EXERCISE PROMPT - Rewrite the rows below as a Markdown table with two columns, Number for a running count and Line for the text, beginning at the line that contains "As a warehouse robot's perception module, locate house" and stopping after the line that contains "54, 246, 189, 314". Leave out any blank lines.

RECORDS FOR THE TASK -
********

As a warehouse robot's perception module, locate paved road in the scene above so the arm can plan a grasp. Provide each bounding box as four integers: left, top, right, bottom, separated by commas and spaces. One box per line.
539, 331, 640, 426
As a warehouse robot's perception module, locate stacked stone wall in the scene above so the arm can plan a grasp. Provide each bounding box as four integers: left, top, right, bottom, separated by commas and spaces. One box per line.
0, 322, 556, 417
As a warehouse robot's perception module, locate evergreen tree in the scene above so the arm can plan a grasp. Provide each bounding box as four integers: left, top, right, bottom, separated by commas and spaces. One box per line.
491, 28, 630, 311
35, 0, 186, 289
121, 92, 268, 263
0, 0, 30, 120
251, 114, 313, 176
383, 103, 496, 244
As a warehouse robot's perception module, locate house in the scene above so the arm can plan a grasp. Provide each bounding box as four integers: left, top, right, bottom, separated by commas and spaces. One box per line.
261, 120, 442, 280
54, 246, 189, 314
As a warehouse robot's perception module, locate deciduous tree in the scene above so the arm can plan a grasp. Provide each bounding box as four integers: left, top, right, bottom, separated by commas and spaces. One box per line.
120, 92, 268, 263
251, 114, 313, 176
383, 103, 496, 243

********

RESULT -
| Number | Line |
|---|---|
| 1 | As a warehouse robot's perception module, locate house in the scene above so the arm can plan a grasp. Provide each bounding box as four integers: left, top, right, bottom, separated by commas and spaces. One box per line. |
| 2 | 261, 120, 442, 280 |
| 3 | 54, 246, 189, 314 |